## ИСХОДНЫЙ ТЕКСТ

● ● ● ● ● ● ●

Не способный больше стоять прямо, зверь упал на руки – разлетелся с треском сюртук вместе с камзолом, - и огромные кожистые крылья подобия нетопырю появились по обе стороны от заостренных отростков хребта, обтянутых почти прозрачной плотью. Удлинившиеся пальцы сжались, вспахивая жесткий наст как воск, и лысая голова, поднявшись от груди, издала свистящий вопль за мгновение до того, как – распахнув крылья, - зверь оторвался от земли, подпрыгнув.  Первые взмахи были полны ужасающей неуклюжести, поскольку разряженный воздух мешал подъему, однако гхарасхамец с упорством, достойным результативного хищника, набирал высоту, пока не поймал на нужной высоте уверенный поток воздуха, вдоль которого полетел над ущельем.
Ущелье кончилось, сворачивая в крохотную долину, закрытую с трех сторон отвесными скалами. И там то, в уютном уголке, заманчиво приютился человечий домишко – коренастое бревенчатое сооружение, на две трети стен заметенное снегом, едва приметное глазу. Поскольку иных признаков жизни на пути вампир не обнаружил, у него не оставалось простора для выбора – удостаивать ли обнаруженное вниманием. Он обязан был проверить.

Приземление вышло более неуклюжим – вместо полного грации спуска по красивой дуге на узкую площадку за домишком Детлафф вынужден был опуститься прямо на крышу, совершив остановку за счет когтей, вцепившихся в конек и остановивших скольжение тяжелого тела по оледеневшему покрытию.  Сложив крылья за спиной, нетопырь спрыгнул вниз, лишь после начав обратную трансформацию.

Отредактировано Детлафф (23.05.22 17:12)

+2

8

Сон, говорят, лучшее лекарство; Сианна продрыхла без задних ног, не в прямом, конечно, смысле, до следующей ночи, а, проснувшись, не испытала ни капли неудобства от бесстыже проспанного времени. Эффект налицо: в голове почти перестало шуметь, несмотря на слабость в конечностях, зрение вернуло четкость, а синяки словно и меньше болеть стали, хотя это, не иначе, обман разума. Попытавшись потянуться, чтобы размять скованные сном мышцы, она быстро поняла, насколько ошиблась, когда ужалившая в бок боль напомнила о травмах, породив ожесточенную матерщину сквозь красивые женские губы.

● ● ● ● ● ● ●

## ЗАДАЧИ ДЛЯ РЕШЕНИЯ
• 1. Чем, согласно исходному тексту, Детлафф остановил скольжение своего тела по оледеневшей крыше?
• 2. Продолжите исходный текст о Детлаффе и Сианне, начиная сразу после его последнего предложения.

● ● ● ● ● ● ●

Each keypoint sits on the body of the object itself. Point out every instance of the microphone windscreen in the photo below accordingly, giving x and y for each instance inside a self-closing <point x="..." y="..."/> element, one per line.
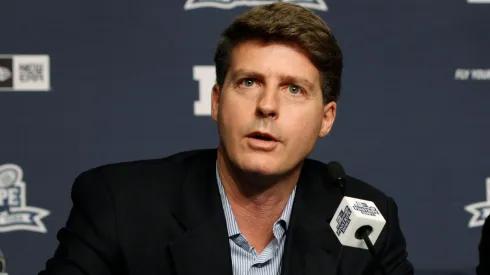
<point x="353" y="214"/>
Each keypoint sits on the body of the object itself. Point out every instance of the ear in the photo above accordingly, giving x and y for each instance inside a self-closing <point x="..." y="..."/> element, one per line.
<point x="215" y="97"/>
<point x="329" y="113"/>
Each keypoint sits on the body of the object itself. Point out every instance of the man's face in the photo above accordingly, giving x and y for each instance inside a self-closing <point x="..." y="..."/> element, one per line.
<point x="270" y="110"/>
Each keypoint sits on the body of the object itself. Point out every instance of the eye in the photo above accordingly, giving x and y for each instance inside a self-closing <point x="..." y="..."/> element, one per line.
<point x="248" y="82"/>
<point x="294" y="89"/>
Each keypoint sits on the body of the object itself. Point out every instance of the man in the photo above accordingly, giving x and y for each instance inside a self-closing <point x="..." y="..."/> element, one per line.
<point x="484" y="249"/>
<point x="254" y="205"/>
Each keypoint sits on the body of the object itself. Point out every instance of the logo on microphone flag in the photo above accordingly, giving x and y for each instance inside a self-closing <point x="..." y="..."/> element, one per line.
<point x="230" y="4"/>
<point x="480" y="210"/>
<point x="14" y="214"/>
<point x="343" y="220"/>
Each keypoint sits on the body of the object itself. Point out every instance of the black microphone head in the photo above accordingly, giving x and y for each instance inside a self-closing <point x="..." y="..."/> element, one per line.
<point x="335" y="170"/>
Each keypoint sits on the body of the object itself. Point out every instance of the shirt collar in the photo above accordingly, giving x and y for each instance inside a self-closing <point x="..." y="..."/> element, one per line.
<point x="231" y="223"/>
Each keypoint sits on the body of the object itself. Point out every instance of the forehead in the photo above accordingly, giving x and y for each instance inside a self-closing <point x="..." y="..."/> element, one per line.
<point x="273" y="60"/>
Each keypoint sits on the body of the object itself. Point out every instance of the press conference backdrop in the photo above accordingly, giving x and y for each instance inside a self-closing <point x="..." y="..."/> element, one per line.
<point x="85" y="83"/>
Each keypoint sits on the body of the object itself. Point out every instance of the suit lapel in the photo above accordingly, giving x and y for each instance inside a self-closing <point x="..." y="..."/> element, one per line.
<point x="311" y="246"/>
<point x="204" y="247"/>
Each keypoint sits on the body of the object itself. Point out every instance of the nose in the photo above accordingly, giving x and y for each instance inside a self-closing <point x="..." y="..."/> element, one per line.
<point x="268" y="103"/>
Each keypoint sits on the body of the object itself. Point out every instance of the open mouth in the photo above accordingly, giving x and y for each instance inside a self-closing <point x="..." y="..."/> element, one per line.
<point x="262" y="136"/>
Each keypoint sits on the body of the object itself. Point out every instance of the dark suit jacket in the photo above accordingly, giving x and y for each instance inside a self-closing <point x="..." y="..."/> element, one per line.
<point x="484" y="249"/>
<point x="165" y="217"/>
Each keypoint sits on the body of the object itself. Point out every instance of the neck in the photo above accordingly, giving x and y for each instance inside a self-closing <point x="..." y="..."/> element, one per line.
<point x="262" y="197"/>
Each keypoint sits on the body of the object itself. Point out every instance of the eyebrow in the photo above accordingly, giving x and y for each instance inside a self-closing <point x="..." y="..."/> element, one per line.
<point x="286" y="78"/>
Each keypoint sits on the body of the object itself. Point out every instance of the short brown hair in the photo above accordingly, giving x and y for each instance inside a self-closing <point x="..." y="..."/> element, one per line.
<point x="286" y="23"/>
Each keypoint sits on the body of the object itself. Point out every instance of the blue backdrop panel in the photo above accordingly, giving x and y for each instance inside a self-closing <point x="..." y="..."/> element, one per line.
<point x="85" y="83"/>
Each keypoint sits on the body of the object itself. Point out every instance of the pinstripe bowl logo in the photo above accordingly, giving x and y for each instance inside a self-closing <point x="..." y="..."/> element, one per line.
<point x="14" y="213"/>
<point x="230" y="4"/>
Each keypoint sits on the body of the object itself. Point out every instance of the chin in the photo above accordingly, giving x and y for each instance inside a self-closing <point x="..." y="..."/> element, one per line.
<point x="261" y="164"/>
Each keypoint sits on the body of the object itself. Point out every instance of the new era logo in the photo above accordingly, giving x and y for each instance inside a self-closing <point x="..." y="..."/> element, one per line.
<point x="24" y="73"/>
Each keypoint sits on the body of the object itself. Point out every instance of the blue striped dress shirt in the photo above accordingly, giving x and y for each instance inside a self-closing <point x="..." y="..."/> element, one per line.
<point x="245" y="259"/>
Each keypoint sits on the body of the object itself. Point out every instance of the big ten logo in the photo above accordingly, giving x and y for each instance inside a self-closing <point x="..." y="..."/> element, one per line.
<point x="206" y="77"/>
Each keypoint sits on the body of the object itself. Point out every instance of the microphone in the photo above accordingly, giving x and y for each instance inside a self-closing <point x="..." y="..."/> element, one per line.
<point x="3" y="264"/>
<point x="357" y="223"/>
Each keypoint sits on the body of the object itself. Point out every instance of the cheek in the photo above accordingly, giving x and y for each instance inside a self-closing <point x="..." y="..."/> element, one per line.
<point x="233" y="113"/>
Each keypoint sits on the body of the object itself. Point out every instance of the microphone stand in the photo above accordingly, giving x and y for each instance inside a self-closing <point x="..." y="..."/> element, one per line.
<point x="363" y="233"/>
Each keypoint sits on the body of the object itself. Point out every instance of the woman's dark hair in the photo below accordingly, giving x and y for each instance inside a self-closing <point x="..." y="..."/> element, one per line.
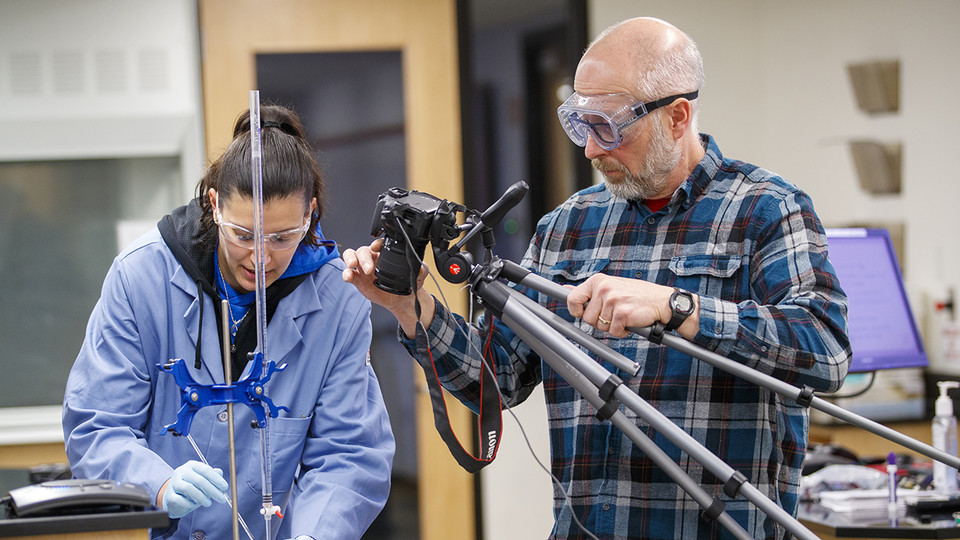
<point x="289" y="168"/>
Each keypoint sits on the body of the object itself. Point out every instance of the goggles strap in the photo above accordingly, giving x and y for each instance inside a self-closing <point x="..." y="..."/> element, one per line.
<point x="650" y="107"/>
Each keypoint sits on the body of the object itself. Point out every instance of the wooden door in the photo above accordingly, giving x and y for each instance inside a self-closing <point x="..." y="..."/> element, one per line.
<point x="425" y="32"/>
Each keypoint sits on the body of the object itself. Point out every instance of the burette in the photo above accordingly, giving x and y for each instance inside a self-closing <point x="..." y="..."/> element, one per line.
<point x="256" y="165"/>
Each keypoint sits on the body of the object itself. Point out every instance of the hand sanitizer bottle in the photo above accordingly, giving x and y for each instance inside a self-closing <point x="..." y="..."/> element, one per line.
<point x="945" y="439"/>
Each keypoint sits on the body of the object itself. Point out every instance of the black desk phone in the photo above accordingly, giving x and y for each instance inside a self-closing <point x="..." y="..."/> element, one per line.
<point x="75" y="497"/>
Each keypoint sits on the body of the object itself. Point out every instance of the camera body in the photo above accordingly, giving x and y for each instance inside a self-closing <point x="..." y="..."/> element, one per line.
<point x="409" y="220"/>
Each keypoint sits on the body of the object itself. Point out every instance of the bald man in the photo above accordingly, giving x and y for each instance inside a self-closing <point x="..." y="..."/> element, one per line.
<point x="728" y="255"/>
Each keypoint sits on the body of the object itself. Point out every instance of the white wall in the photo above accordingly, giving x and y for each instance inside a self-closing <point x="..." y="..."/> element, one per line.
<point x="777" y="95"/>
<point x="101" y="79"/>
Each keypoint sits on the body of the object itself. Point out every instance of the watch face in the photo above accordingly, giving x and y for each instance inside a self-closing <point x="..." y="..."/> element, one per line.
<point x="683" y="303"/>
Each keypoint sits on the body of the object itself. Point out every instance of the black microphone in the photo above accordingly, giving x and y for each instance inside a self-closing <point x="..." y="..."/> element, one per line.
<point x="507" y="201"/>
<point x="492" y="215"/>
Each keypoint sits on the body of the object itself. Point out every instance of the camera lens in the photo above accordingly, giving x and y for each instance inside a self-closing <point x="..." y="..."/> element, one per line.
<point x="393" y="270"/>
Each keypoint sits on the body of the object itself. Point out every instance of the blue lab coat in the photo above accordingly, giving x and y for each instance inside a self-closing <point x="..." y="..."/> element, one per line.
<point x="331" y="452"/>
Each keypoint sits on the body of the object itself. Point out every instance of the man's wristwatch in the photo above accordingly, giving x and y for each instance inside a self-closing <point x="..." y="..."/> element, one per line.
<point x="681" y="304"/>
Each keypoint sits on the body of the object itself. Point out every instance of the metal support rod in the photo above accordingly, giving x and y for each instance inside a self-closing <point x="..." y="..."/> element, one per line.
<point x="238" y="517"/>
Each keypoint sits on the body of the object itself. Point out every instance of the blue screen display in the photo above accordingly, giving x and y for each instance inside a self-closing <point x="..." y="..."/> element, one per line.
<point x="882" y="330"/>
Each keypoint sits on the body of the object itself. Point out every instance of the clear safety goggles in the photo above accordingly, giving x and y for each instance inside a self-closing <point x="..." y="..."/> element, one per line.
<point x="606" y="116"/>
<point x="245" y="238"/>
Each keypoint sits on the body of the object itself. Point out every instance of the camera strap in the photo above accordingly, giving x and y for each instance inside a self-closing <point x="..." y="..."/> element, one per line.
<point x="490" y="419"/>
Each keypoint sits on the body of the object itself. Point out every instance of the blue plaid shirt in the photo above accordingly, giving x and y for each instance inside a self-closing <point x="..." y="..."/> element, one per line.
<point x="750" y="245"/>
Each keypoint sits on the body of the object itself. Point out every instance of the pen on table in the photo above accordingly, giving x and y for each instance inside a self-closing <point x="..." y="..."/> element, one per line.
<point x="892" y="486"/>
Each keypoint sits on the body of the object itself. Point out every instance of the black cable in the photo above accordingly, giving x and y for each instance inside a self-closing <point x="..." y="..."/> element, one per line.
<point x="873" y="377"/>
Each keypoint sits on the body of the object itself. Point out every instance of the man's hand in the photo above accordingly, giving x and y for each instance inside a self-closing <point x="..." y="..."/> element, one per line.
<point x="612" y="304"/>
<point x="361" y="264"/>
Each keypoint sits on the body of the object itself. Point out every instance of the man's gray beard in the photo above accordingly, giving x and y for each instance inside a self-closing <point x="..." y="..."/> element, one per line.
<point x="650" y="180"/>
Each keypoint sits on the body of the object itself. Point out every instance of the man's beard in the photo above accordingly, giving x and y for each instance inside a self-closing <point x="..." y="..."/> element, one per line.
<point x="664" y="156"/>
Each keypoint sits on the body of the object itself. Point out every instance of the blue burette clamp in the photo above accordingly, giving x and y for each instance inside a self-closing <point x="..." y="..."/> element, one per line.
<point x="248" y="390"/>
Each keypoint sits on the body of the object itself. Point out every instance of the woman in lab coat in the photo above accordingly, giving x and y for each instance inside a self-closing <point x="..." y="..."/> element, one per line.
<point x="331" y="449"/>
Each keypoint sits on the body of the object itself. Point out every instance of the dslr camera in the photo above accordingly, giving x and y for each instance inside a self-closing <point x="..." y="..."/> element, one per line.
<point x="408" y="220"/>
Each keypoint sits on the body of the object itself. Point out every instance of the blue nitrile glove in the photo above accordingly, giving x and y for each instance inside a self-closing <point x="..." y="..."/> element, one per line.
<point x="192" y="485"/>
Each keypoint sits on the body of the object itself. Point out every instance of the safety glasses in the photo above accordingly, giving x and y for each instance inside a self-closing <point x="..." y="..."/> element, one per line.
<point x="245" y="238"/>
<point x="606" y="116"/>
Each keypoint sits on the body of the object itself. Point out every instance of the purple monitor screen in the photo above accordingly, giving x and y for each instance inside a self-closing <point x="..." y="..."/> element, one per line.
<point x="882" y="330"/>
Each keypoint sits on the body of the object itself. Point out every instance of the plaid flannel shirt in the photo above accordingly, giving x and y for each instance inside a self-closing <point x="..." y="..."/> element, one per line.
<point x="750" y="245"/>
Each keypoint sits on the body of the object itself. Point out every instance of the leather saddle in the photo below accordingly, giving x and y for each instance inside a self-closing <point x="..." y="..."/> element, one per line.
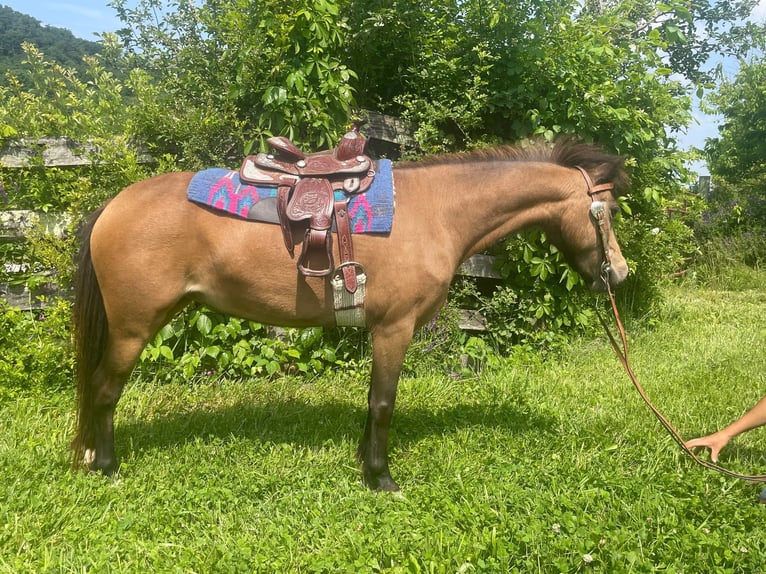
<point x="306" y="185"/>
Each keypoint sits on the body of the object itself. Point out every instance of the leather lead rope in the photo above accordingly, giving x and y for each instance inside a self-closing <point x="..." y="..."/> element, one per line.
<point x="622" y="355"/>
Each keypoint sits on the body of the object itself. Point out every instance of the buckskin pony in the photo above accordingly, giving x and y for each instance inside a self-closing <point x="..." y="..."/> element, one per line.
<point x="149" y="252"/>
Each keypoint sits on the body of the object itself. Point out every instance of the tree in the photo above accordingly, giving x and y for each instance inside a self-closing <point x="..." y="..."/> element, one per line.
<point x="737" y="158"/>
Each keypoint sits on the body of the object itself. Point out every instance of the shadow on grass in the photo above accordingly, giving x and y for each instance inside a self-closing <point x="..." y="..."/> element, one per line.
<point x="311" y="425"/>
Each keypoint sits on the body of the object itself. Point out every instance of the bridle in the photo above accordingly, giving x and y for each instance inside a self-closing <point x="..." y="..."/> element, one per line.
<point x="602" y="221"/>
<point x="600" y="218"/>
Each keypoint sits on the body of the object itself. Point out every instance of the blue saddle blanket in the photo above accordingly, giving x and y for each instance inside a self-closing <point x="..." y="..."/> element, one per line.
<point x="369" y="212"/>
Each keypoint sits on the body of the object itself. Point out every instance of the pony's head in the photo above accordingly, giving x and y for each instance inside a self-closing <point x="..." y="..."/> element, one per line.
<point x="585" y="233"/>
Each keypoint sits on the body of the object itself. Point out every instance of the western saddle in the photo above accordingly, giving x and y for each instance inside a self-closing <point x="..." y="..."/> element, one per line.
<point x="306" y="184"/>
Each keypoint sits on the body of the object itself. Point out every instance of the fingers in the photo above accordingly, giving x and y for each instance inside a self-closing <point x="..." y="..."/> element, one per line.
<point x="714" y="442"/>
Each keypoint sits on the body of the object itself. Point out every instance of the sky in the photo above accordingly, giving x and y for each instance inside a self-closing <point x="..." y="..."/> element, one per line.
<point x="85" y="18"/>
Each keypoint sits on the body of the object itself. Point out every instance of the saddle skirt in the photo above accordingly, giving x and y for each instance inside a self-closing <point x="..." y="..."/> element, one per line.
<point x="223" y="190"/>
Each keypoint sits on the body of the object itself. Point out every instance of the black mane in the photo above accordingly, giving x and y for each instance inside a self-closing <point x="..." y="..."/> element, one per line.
<point x="566" y="152"/>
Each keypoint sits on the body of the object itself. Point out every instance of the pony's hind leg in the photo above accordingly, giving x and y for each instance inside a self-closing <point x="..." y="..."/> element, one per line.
<point x="105" y="389"/>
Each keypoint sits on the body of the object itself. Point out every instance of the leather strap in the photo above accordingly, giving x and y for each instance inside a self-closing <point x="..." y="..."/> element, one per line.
<point x="283" y="194"/>
<point x="622" y="355"/>
<point x="345" y="246"/>
<point x="316" y="241"/>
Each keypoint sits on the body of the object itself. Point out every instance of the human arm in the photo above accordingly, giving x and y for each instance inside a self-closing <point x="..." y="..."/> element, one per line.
<point x="753" y="418"/>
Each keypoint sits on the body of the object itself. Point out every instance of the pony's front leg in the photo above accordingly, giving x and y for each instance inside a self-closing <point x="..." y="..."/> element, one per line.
<point x="388" y="349"/>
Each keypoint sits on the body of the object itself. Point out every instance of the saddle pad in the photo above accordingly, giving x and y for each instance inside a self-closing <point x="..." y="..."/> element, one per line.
<point x="369" y="212"/>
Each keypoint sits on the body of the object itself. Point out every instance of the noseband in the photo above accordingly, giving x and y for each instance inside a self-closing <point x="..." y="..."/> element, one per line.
<point x="601" y="219"/>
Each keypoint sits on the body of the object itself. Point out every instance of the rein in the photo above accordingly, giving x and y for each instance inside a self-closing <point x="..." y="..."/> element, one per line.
<point x="598" y="211"/>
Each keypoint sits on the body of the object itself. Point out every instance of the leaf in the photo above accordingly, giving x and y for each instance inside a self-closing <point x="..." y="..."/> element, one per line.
<point x="204" y="324"/>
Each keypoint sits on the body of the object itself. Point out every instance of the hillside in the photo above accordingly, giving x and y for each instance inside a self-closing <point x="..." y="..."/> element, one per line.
<point x="58" y="44"/>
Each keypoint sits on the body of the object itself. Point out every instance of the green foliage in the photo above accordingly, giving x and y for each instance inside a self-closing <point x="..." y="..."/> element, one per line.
<point x="220" y="78"/>
<point x="732" y="231"/>
<point x="203" y="342"/>
<point x="199" y="84"/>
<point x="36" y="353"/>
<point x="60" y="45"/>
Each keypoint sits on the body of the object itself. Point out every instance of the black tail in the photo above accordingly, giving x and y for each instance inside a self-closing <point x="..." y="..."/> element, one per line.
<point x="91" y="330"/>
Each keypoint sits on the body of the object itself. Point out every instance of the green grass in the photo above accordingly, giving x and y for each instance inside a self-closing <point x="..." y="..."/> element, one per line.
<point x="548" y="465"/>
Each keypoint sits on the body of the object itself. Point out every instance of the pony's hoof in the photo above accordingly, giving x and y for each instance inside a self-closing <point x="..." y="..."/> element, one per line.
<point x="95" y="466"/>
<point x="381" y="482"/>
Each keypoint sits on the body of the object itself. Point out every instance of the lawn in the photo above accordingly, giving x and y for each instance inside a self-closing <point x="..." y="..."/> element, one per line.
<point x="546" y="465"/>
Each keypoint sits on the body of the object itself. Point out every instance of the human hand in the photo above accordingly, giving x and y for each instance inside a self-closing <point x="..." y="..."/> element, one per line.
<point x="715" y="442"/>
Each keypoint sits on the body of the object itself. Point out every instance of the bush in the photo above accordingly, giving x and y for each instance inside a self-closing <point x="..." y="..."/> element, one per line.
<point x="36" y="349"/>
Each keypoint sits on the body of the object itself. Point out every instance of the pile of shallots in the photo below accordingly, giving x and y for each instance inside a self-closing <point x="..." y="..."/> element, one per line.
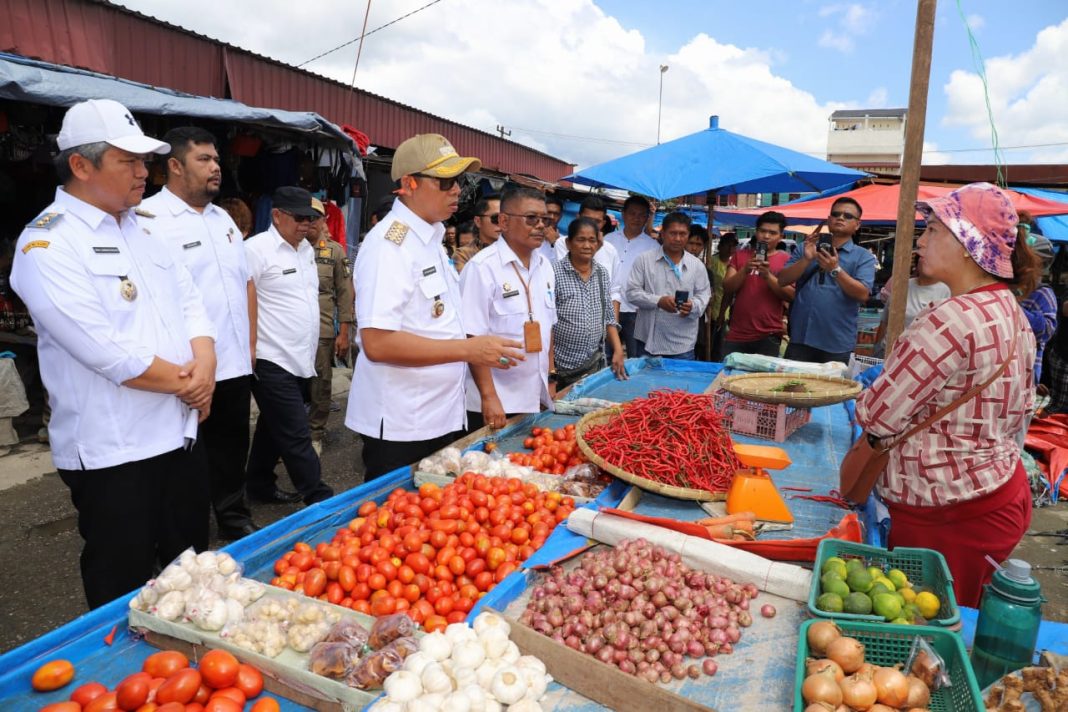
<point x="639" y="607"/>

● ● ● ● ● ● ●

## ОТВЕТЫ К ЗАДАНИЯМ
• 1. Когтями, вцепившимися в конек крыши.

• 2.
Помогая себе руками, упирающимися в жесткий лежак, Сианна кое-как села и, перетащив ноги на край, свесила их вниз, касаясь босыми пальцами холодных досок; несмотря на потрескивающий в скромной печушке огонь, внутри было едва ли много выше нуля, даже воздух, выходящий из легких, обозначался едва различимым, но белесым облачком. Обхватив себя за плечи, женщина поежилась, параллельно кривя лицо при каждом движении мышц корпуса: чтобы обработать раны, старик снял с нее все, оставив только широкую длинную рубаху да штаны с бельем, и, не желая будить, как ей думалось, спящего спасителя, пристроившегося в скромном деревянном кресле в темном углу у противоположной стены, она с неохотой наступила всей ступней на половицы, поднимаясь, чтобы найти, чем утеплиться.
- Далече ли собралась? – казалось, старик улыбался, потому что голос его звучал именно так.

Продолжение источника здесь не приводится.